Set out every line of all the records below as a Markdown table with the columns Row and Text, giving each line its own numbered row and skipping blank lines. Leave the pictures out of the table.

* start *

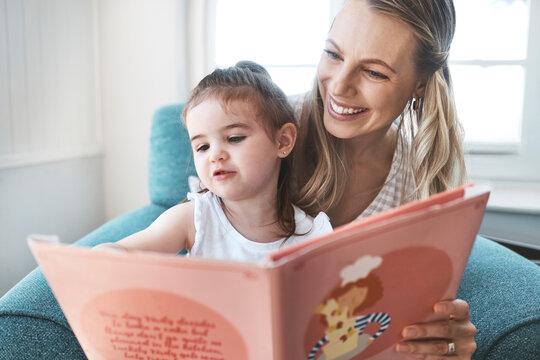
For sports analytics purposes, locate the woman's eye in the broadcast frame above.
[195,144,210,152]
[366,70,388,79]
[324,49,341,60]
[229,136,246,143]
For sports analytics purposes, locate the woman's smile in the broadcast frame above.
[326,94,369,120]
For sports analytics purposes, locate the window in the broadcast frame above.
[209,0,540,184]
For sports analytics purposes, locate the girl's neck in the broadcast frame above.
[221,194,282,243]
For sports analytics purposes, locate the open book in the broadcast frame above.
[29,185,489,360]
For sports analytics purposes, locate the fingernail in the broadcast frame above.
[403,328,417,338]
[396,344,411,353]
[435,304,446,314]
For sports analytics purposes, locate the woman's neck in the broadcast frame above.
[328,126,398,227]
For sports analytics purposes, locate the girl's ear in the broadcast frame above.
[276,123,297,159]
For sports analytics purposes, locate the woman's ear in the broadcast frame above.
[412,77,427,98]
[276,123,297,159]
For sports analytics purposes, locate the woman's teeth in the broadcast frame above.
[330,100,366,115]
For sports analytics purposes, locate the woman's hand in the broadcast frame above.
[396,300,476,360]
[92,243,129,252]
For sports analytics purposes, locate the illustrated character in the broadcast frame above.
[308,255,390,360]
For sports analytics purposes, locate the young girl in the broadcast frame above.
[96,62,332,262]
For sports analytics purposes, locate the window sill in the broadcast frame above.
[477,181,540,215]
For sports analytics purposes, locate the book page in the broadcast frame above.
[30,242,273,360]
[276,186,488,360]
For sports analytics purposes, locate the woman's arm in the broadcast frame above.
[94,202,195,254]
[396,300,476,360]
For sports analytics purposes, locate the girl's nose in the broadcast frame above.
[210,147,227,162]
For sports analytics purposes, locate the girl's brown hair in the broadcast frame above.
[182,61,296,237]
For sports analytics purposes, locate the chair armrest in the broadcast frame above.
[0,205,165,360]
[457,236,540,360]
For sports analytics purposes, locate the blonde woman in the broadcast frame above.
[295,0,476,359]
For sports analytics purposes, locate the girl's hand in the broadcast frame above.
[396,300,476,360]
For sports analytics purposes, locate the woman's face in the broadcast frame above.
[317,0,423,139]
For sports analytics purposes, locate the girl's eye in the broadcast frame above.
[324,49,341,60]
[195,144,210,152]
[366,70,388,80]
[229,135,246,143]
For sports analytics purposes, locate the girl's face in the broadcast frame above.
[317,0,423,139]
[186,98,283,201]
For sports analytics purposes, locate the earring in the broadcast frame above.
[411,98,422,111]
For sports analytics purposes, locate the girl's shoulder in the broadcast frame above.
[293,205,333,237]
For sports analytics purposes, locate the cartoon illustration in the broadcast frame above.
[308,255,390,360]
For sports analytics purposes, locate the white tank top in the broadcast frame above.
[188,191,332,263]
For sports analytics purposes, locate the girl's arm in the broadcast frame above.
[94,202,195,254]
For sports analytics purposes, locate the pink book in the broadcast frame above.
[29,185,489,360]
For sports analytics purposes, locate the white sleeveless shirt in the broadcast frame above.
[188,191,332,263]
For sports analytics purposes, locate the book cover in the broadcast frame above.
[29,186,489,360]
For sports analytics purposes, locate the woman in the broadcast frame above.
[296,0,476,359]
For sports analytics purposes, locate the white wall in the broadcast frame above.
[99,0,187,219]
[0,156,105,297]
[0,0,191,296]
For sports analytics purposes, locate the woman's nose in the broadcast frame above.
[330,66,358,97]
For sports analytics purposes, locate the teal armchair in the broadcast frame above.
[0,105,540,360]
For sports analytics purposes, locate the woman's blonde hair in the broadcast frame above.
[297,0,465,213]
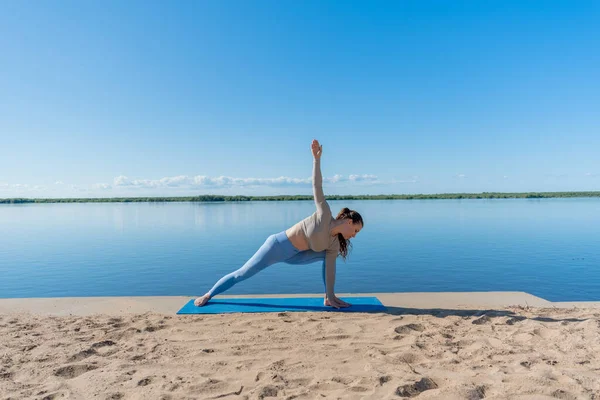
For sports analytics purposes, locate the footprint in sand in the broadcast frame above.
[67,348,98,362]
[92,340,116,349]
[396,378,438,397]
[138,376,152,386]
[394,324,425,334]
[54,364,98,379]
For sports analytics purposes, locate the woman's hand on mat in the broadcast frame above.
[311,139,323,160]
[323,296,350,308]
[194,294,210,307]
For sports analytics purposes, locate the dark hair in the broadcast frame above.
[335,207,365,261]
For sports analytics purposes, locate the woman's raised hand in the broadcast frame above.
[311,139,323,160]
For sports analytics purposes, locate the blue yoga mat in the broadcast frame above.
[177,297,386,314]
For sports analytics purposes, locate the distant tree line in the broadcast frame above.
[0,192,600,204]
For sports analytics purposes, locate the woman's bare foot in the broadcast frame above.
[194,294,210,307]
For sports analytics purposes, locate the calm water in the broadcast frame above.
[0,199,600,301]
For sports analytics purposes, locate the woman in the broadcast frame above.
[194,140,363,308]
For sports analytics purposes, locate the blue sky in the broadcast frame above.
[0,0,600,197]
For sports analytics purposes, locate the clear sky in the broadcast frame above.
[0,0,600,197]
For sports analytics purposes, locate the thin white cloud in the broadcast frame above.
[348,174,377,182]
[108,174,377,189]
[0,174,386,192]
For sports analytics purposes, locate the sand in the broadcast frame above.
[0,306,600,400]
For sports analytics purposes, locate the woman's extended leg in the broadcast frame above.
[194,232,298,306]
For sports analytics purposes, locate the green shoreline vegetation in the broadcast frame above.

* end *

● Complete answer
| Row | Text |
|---|---|
| 1 | For sports analytics purposes, locate the woman's eye in the broadcast frame above. |
| 2 | [195,144,210,152] |
| 3 | [366,70,388,79] |
| 4 | [324,49,341,60] |
| 5 | [229,136,246,143] |
| 6 | For sports analytics purposes, locate the woman's smile in the broadcast frame above. |
| 7 | [326,94,369,120] |
| 8 | For sports analytics purposes, locate the window in the broadcast frame above. |
| 9 | [209,0,540,184] |
| 10 | For sports analytics purposes, locate the girl's neck in the broadcast frame above. |
| 11 | [221,194,282,243] |
| 12 | For sports analytics purposes, locate the open book in the broadcast frame above. |
| 13 | [29,185,489,360] |
| 14 | For sports analytics purposes, locate the fingernail in the broadcast frame above. |
| 15 | [403,328,417,338] |
| 16 | [396,344,411,353] |
| 17 | [435,304,446,314] |
| 18 | For sports analytics purposes, locate the woman's neck in the broadcast frame above. |
| 19 | [328,126,398,227] |
| 20 | For sports analytics purposes, locate the girl's ear in the broadcast frame above. |
| 21 | [276,123,297,159] |
| 22 | For sports analytics purposes, locate the woman's ear in the broadcast frame above. |
| 23 | [412,77,427,98] |
| 24 | [276,123,297,159] |
| 25 | For sports analytics purposes, locate the woman's teeth in the broadcast frame above. |
| 26 | [330,100,366,115] |
| 27 | For sports analytics purposes, locate the woman's hand in the broadcast frame above. |
| 28 | [396,300,476,360] |
| 29 | [92,243,129,252] |
| 30 | For sports analytics purposes, locate the illustrated character in the broadcast frame above. |
| 31 | [308,255,390,360] |
| 32 | For sports analytics purposes, locate the young girl in the broadcast frame above. |
| 33 | [96,62,332,262] |
| 34 | For sports analytics purposes, locate the window sill in the broadcast frame above. |
| 35 | [477,181,540,215] |
| 36 | For sports analytics purposes, locate the book page in the broadcast frame above. |
| 37 | [30,242,273,360] |
| 38 | [276,186,488,360] |
| 39 | For sports analytics purposes, locate the woman's arm in the broadcast frame above. |
| 40 | [94,202,195,254] |
| 41 | [396,300,476,360] |
| 42 | For sports analytics purposes, locate the girl's nose in the broadcast frame above. |
| 43 | [210,147,227,162] |
| 44 | For sports analytics purposes, locate the girl's brown hair in the broadcast frame above. |
| 45 | [182,61,296,237] |
| 46 | For sports analytics purposes, locate the chair armrest in the broadcast frame above. |
| 47 | [0,205,165,360] |
| 48 | [457,236,540,360] |
| 49 | For sports analytics purposes, locate the blonde woman in the broadcast frame above. |
| 50 | [295,0,476,359] |
| 51 | For sports analytics purposes, locate the girl's hand in the broadcast frame above. |
| 52 | [396,300,476,360] |
| 53 | For sports analytics purposes, locate the woman's face in the broadcast frame above. |
| 54 | [317,0,423,139] |
| 55 | For sports analytics purposes, locate the girl's eye in the broadcast frame above. |
| 56 | [324,49,341,60] |
| 57 | [195,144,210,152] |
| 58 | [366,70,388,80] |
| 59 | [229,135,246,143] |
| 60 | For sports analytics purposes, locate the girl's face in the broadcast frame above. |
| 61 | [317,0,423,139] |
| 62 | [186,98,283,201] |
| 63 | For sports analytics purposes, locate the earring in the broadcast frame above. |
| 64 | [411,98,422,111] |
| 65 | For sports analytics purposes, locate the girl's shoulder in the broadcast frame above. |
| 66 | [293,205,333,237] |
| 67 | For sports analytics purposes, locate the cartoon illustration in the broadcast frame above. |
| 68 | [308,255,390,360] |
| 69 | For sports analytics purposes, locate the white tank top in the broadcast frame above. |
| 70 | [188,191,332,263] |
| 71 | For sports analytics purposes, locate the girl's arm in the broadcast frame above. |
| 72 | [94,202,195,254] |
| 73 | For sports analytics purposes, locate the pink book in the broadcast frame above. |
| 74 | [29,185,489,360] |
| 75 | For sports analytics purposes, locate the white sleeveless shirt in the broadcast frame above. |
| 76 | [188,191,332,263] |
| 77 | For sports analytics purposes, locate the book cover in the broadcast frame above. |
| 78 | [29,186,489,360] |
| 79 | For sports analytics purposes, locate the woman in the broadcast frame above. |
| 80 | [296,0,476,359] |
| 81 | For sports analytics purposes, locate the white wall in the broadcast frame above. |
| 82 | [99,0,187,219] |
| 83 | [0,156,105,297] |
| 84 | [0,0,191,296] |
| 85 | For sports analytics purposes, locate the woman's nose in the broadcast frame above. |
| 86 | [330,66,358,97] |
| 87 | For sports analytics purposes, locate the teal armchair in the broadcast frame above. |
| 88 | [0,105,540,360] |
| 89 | For sports analytics purposes, locate the woman's blonde hair in the broadcast frame above. |
| 90 | [297,0,465,213] |
| 91 | For sports analytics purposes, locate the footprint in sand in the broadcast frame above. |
| 92 | [67,348,98,362] |
| 93 | [92,340,116,349] |
| 94 | [396,378,438,397] |
| 95 | [138,376,152,386] |
| 96 | [394,324,425,334] |
| 97 | [54,364,98,379] |
| 98 | For sports analytics purposes, locate the woman's hand on mat in the broadcast frame above. |
| 99 | [311,139,323,160] |
| 100 | [323,296,350,308] |
| 101 | [194,294,210,307] |
| 102 | For sports analytics purposes, locate the dark hair in the broadcast frame above. |
| 103 | [335,207,365,261] |
| 104 | For sports analytics purposes, locate the woman's raised hand in the broadcast frame above. |
| 105 | [311,139,323,160] |
| 106 | For sports analytics purposes, locate the blue yoga mat in the broadcast frame above. |
| 107 | [177,297,386,314] |
| 108 | For sports analytics purposes, locate the distant tree line in the broadcast frame above. |
| 109 | [0,192,600,204] |
| 110 | For sports analytics purposes, locate the woman's bare foot in the broadcast frame above. |
| 111 | [194,294,210,307] |
| 112 | For sports analytics purposes, locate the calm water in the broadcast frame above. |
| 113 | [0,199,600,301] |
| 114 | For sports analytics purposes, locate the woman in the broadcast frame above. |
| 115 | [194,140,363,308] |
| 116 | For sports analytics purposes, locate the blue sky in the broadcast frame above. |
| 117 | [0,0,600,197] |
| 118 | For sports analytics purposes, locate the clear sky in the broadcast frame above. |
| 119 | [0,0,600,197] |
| 120 | For sports analytics purposes, locate the thin white cloud in the broadcast frame above. |
| 121 | [348,174,377,182] |
| 122 | [108,174,377,189] |
| 123 | [0,174,386,192] |
| 124 | For sports analytics purposes, locate the sand in the broadcast frame above. |
| 125 | [0,306,600,400] |
| 126 | For sports analytics purposes, locate the woman's extended leg in the broadcast frame above. |
| 127 | [194,232,298,306] |
| 128 | For sports analytics purposes, locate the green shoreline vegetation in the broadcast frame above. |